Gdy dopada Cię głód

Głód, czyli łaknienie, to uczucie towarzyszące każdemu zdrowemu człowiekowi. Za jego doświadczanie odpowiada znany nam dobrze, ośrodek głodu i sytości, mieszczący się w mózgu. Najprościej można rzec, że jego siłą napędową jest glukoza – jej spadek powoduje, że czujemy głód, a jej wzrost, daje sygnał mózgowi, że już głód został stłumiony.
/ 13.07.2010 21:05

Głód, czyli łaknienie, to uczucie towarzyszące każdemu zdrowemu człowiekowi. Za jego doświadczanie odpowiada znany nam dobrze, ośrodek głodu i sytości, mieszczący się w mózgu. Najprościej można rzec, że jego siłą napędową jest glukoza – jej spadek powoduje, że czujemy głód, a jej wzrost, daje sygnał mózgowi, że już głód został stłumiony.

To, że jemy więcej niż potrzeba, to nie sprawa głodu. Głód będzie nam zawsze towarzyszył. Jednak w parze z nim idzie jeszcze apetyt. Gdy mamy „dobry” apetyt, jemy wszystko ze smakiem i w rozsądnych ilościach. A kiedy mamy „nadmierne” pragnienie jedzenia, może się to skończyć dla nas nadwagą lub ostatecznie otyłością.

Miewamy apetyt na różne produkty: czekoladę, pizzę, lody, ciasto z kremem... Wszystko byłoby dobrze gdyby nie ilości pochłanianych smakołyków. Apetyt wówczas nas opętuje, a my zachwyceni pysznościami, nie kontrolujemy tego co i ile jemy...

„Test wodny”

++++

Polecenia do ćwiczenia
A. Przepisz wszystko z tekstu o głodzie, od „To, że jemy” w dół aż do „i ile jemy...”, podstawiając „zapiekankę” w miejsce „pizzę”.
B. Odpowiedz krótko na pytania do tekstu o głodzie:
(i) Gdzie mieści się ośrodek głodu i sytości?
(ii) Spadek czego sprawia, że czujemy głód?
(iii) Czym może się dla nas skończyć „nadmierne” pragnienie jedzenia?
C. Pisz dalej tekst o głodzie, zaczynając od miejsca po nagłówku „Test wodny”.

[Dane wyrażeń odsyłających]

++++

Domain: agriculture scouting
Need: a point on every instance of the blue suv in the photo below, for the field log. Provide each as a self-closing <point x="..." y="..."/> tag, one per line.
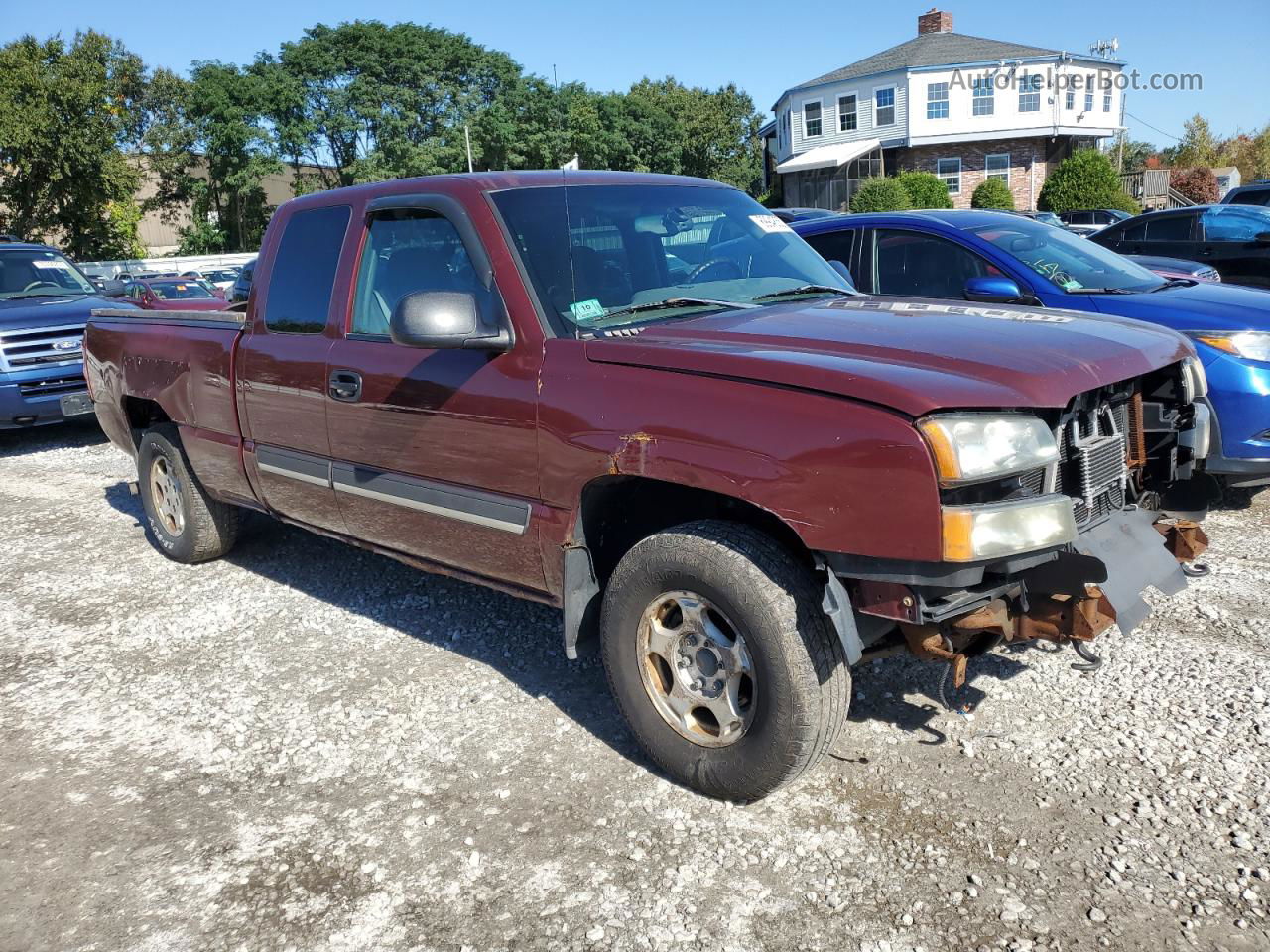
<point x="1006" y="259"/>
<point x="45" y="302"/>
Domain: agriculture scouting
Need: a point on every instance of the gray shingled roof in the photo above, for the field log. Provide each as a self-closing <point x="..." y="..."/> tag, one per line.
<point x="931" y="50"/>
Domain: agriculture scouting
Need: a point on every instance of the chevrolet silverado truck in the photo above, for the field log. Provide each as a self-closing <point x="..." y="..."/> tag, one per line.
<point x="644" y="400"/>
<point x="45" y="302"/>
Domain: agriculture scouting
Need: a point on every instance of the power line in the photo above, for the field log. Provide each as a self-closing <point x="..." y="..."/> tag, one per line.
<point x="1176" y="139"/>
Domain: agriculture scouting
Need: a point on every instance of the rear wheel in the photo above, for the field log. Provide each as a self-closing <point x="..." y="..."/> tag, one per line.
<point x="182" y="520"/>
<point x="721" y="658"/>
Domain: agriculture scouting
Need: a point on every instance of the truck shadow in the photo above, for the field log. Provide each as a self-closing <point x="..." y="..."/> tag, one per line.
<point x="521" y="640"/>
<point x="71" y="434"/>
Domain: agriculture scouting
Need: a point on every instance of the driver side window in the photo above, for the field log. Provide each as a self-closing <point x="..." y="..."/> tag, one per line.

++++

Odpowiedzi do ćwiczenia
A.
To, że jemy więcej niż potrzeba, to nie sprawa głodu. Głód będzie nam zawsze towarzyszył. Jednak w parze z nim idzie jeszcze apetyt. Gdy mamy „dobry” apetyt, jemy wszystko ze smakiem i w rozsądnych ilościach. A kiedy mamy „nadmierne” pragnienie jedzenia, może się to skończyć dla nas nadwagą lub ostatecznie otyłością.

Miewamy apetyt na różne produkty: czekoladę, zapiekankę, lody, ciasto z kremem... Wszystko byłoby dobrze gdyby nie ilości pochłanianych smakołyków. Apetyt wówczas nas opętuje, a my zachwyceni pysznościami, nie kontrolujemy tego co i ile jemy...

B.
(i) W mózgu.
(ii) Spadek glukozy.
(iii) Nadwagą lub ostatecznie otyłością.

C.
Gdy dopadnie nas uczucie głodu, postarajmy się rozeznać, czy to naprawdę to. Równie dobrze nasz organizm może domagać się wody. Zatem ten „głód płynowy” łatwo i szybko zgasimy pijąc wodę, soki, koktajle lub herbatę. Pragnienie może się objawiać podobnie do głodu, dlatego gdy odczujesz pierwsze jego symptomy, zacznij głód zalewać płynem.

Zdrowe przekąski
Jeżeli utopienie głodu się nie powiedzie, wtedy już trzeba spróbować z pokarmem stałym. Mogą to być świeże sezonowe owoce i warzywa, jogurty, serki ziarniste itp. Nie przejemy się nimi, a na pewien czas pozbędziemy się dyskomfortu, jakim jest głód.

Jedz regularnie
Duże znaczenie dla naszego organizmu ma regularne dostarczanie pokarmu. Dzięki temu przyzwyczaimy go do utrzymania poziomu glukozy na stałym poziomie, więc unikniemy napadów głodu i wilczego apetytu. Zjadajmy dziennie około 5 posiłków, o mniejszej objętości, co 2-3 godziny.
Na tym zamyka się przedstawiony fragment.